- Written exercise -
Please copy the lines below word for word, starting with the first one and stopping after the line that contains "x=315 y=203".

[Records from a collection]
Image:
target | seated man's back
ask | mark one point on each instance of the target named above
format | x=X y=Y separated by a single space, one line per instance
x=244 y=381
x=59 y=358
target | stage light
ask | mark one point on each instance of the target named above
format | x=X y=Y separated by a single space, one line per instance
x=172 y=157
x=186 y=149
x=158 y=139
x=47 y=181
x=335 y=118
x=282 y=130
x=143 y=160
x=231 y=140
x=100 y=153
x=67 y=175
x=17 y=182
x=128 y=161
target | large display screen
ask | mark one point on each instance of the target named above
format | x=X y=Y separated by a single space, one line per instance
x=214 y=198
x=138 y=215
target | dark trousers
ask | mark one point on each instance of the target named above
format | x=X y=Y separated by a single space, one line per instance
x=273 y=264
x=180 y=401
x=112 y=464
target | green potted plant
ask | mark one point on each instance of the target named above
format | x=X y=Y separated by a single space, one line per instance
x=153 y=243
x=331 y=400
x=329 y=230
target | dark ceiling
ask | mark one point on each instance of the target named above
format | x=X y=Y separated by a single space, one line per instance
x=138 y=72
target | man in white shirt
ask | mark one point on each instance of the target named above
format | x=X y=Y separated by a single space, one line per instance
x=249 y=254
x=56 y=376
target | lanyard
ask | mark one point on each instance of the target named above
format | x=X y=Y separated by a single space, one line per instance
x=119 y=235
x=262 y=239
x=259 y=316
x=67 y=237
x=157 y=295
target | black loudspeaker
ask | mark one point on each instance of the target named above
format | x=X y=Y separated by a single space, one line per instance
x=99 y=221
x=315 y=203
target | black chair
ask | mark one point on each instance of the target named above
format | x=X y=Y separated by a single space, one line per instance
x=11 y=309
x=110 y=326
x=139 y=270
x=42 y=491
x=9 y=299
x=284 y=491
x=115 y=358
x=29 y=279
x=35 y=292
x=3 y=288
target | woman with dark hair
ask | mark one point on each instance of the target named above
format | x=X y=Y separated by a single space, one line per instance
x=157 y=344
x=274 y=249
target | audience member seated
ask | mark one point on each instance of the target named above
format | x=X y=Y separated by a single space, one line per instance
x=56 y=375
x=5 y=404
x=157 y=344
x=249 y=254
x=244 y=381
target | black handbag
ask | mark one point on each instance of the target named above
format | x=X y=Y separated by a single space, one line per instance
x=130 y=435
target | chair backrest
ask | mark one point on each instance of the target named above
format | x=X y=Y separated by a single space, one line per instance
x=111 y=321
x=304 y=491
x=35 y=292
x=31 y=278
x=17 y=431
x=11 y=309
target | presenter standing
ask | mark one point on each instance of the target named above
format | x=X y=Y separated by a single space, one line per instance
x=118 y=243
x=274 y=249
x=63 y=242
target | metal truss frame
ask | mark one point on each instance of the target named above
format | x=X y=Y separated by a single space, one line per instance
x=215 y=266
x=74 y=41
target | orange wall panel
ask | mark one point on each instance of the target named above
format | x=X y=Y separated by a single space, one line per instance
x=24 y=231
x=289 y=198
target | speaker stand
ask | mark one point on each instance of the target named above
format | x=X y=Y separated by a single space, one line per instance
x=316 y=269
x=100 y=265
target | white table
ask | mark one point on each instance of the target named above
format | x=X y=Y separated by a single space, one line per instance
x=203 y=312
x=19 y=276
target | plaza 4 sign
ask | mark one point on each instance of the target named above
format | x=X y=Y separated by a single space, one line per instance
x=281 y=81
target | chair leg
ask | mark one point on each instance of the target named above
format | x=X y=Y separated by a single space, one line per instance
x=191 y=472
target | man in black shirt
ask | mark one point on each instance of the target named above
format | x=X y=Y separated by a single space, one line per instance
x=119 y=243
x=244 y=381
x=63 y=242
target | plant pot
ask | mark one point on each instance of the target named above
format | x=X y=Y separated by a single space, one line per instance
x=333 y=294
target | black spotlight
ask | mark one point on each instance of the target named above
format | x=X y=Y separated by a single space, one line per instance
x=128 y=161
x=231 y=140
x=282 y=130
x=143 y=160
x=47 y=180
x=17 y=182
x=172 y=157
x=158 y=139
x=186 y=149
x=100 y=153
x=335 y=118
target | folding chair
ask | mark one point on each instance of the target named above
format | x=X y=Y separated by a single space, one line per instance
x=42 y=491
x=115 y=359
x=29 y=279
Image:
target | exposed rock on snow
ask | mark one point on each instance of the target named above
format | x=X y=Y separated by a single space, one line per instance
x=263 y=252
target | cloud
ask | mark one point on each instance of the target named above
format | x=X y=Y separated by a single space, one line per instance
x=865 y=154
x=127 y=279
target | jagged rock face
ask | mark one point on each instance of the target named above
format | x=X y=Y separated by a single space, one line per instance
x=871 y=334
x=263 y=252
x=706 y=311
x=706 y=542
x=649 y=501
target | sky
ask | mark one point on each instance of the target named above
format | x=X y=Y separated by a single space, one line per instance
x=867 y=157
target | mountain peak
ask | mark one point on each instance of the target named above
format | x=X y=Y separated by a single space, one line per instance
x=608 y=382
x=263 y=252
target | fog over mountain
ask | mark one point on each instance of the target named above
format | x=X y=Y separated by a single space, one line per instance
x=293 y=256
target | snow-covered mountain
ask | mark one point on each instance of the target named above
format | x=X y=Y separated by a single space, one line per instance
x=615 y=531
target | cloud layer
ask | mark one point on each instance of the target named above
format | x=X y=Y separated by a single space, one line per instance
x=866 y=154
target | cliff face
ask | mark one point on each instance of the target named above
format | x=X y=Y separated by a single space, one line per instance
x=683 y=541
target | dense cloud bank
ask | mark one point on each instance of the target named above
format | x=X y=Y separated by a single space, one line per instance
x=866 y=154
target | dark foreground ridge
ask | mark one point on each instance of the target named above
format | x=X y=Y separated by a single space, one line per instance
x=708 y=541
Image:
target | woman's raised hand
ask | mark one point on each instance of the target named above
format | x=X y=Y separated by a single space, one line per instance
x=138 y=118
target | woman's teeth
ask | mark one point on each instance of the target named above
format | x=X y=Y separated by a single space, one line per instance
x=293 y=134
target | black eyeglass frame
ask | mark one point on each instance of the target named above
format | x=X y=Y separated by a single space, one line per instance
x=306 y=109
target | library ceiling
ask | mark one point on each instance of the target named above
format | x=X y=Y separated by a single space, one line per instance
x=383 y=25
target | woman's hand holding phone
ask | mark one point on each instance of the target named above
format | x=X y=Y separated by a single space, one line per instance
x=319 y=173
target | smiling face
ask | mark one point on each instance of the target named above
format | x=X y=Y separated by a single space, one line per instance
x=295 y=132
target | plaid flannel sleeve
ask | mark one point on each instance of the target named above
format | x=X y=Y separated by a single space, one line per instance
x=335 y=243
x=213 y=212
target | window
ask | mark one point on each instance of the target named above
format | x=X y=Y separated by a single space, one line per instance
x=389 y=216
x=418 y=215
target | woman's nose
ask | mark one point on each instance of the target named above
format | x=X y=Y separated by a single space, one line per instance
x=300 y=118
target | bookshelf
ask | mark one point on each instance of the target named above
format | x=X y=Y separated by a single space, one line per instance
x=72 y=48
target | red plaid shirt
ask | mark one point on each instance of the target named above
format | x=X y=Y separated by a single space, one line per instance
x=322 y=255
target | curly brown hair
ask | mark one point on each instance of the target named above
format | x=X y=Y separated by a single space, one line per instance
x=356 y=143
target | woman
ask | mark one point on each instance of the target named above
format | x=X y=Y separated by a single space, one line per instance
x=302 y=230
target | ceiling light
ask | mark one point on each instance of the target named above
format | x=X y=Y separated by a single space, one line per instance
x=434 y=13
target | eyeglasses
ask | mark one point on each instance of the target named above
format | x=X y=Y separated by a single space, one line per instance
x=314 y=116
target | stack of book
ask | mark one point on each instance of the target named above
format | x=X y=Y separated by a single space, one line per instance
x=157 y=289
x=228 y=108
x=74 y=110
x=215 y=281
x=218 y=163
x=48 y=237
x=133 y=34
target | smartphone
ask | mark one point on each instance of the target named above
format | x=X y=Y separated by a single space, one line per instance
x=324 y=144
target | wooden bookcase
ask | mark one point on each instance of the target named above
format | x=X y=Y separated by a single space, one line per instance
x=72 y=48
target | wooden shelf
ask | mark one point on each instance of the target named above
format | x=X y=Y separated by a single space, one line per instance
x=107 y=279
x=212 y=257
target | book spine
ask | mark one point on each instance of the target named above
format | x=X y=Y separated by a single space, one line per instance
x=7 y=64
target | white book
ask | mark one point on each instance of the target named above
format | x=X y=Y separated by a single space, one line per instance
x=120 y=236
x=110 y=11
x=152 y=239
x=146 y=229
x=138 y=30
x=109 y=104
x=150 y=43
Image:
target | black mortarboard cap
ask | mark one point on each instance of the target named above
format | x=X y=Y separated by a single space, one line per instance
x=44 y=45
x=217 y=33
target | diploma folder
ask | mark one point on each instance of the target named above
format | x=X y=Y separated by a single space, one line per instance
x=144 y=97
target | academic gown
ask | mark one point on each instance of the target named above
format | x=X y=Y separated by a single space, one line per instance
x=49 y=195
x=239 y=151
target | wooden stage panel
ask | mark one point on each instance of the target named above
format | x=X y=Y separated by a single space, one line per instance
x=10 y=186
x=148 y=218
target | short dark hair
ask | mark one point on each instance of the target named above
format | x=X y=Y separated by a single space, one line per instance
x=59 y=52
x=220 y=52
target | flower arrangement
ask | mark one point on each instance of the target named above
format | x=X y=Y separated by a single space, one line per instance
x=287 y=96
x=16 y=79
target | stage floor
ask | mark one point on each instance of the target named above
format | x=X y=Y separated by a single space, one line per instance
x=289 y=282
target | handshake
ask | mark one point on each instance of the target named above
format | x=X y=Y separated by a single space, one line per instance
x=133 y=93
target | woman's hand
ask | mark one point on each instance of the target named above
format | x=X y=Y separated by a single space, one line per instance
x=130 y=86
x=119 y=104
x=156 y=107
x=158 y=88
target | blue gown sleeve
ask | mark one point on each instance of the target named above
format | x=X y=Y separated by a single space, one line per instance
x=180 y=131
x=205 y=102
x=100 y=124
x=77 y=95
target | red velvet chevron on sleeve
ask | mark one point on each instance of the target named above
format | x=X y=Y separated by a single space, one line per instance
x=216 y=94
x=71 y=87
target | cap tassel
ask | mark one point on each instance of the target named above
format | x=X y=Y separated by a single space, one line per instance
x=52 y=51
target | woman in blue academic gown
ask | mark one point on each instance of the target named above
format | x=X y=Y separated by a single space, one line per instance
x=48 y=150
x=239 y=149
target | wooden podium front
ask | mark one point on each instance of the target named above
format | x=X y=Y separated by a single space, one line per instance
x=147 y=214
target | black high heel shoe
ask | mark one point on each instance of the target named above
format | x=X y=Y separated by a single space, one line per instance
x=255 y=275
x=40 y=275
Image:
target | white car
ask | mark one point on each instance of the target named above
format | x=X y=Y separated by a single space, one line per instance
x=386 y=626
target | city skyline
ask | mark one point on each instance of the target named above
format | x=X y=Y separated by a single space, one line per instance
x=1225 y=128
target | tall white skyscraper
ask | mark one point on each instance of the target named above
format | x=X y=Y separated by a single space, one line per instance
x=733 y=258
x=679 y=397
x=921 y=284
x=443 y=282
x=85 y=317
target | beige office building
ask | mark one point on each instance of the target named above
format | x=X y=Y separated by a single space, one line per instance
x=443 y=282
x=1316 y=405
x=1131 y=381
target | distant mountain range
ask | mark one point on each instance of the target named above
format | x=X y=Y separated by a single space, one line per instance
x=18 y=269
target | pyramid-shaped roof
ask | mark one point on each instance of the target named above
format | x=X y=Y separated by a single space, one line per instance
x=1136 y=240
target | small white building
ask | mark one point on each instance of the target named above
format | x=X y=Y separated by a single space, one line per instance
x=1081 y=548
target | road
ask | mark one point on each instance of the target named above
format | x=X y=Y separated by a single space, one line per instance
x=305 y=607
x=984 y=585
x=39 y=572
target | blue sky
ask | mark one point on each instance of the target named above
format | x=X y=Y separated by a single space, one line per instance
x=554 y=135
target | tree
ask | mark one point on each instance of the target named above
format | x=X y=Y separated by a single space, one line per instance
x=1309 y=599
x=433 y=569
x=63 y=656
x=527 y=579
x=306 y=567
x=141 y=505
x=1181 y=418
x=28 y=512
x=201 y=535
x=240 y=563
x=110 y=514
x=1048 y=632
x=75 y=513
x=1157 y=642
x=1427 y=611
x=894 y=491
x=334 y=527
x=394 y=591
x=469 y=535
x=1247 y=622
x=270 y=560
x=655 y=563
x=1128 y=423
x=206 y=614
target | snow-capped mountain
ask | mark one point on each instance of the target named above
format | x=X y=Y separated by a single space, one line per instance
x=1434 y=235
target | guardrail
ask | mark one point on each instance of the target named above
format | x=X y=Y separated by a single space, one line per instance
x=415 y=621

- The reply -
Image:
target | seated man's back
ask | mark one point on each instance of the target named above
format | x=X y=Y separated by a single space, one line per instance
x=244 y=381
x=59 y=358
target | stage light
ask | mark one point on each instance of the target named above
format | x=X y=Y separated by a single space, one line per instance
x=172 y=157
x=186 y=149
x=158 y=139
x=47 y=181
x=335 y=118
x=282 y=130
x=143 y=160
x=231 y=140
x=100 y=153
x=67 y=175
x=17 y=182
x=128 y=161
target | large display screen
ask | mark one point on each instance of the target named above
format | x=X y=Y separated by a single space, one line per instance
x=214 y=198
x=138 y=215
target | dark trousers
ask | mark one point on each instance of the target named above
format | x=X y=Y separated by a single space, one line per instance
x=273 y=264
x=180 y=401
x=112 y=464
target | green potted plant
ask | mark one point on each instance of the target named above
format | x=X y=Y separated by a single space, one line per instance
x=153 y=243
x=331 y=400
x=329 y=230
target | dark ceiling
ask | mark one point on each instance of the target named above
format | x=X y=Y separated by a single space, one line per instance
x=138 y=72
target | man in white shirt
ask | mark one point on each instance of the target named above
format | x=X y=Y separated by a single space, one line per instance
x=249 y=254
x=56 y=376
target | lanyard
ask | mark one point on each instance of the target named above
format | x=X y=Y separated by a single space, one line per instance
x=119 y=235
x=262 y=239
x=259 y=316
x=67 y=237
x=157 y=295
target | black loudspeaker
ask | mark one point on each instance of the target named above
format | x=X y=Y separated by a single space, one line per instance
x=99 y=221
x=315 y=203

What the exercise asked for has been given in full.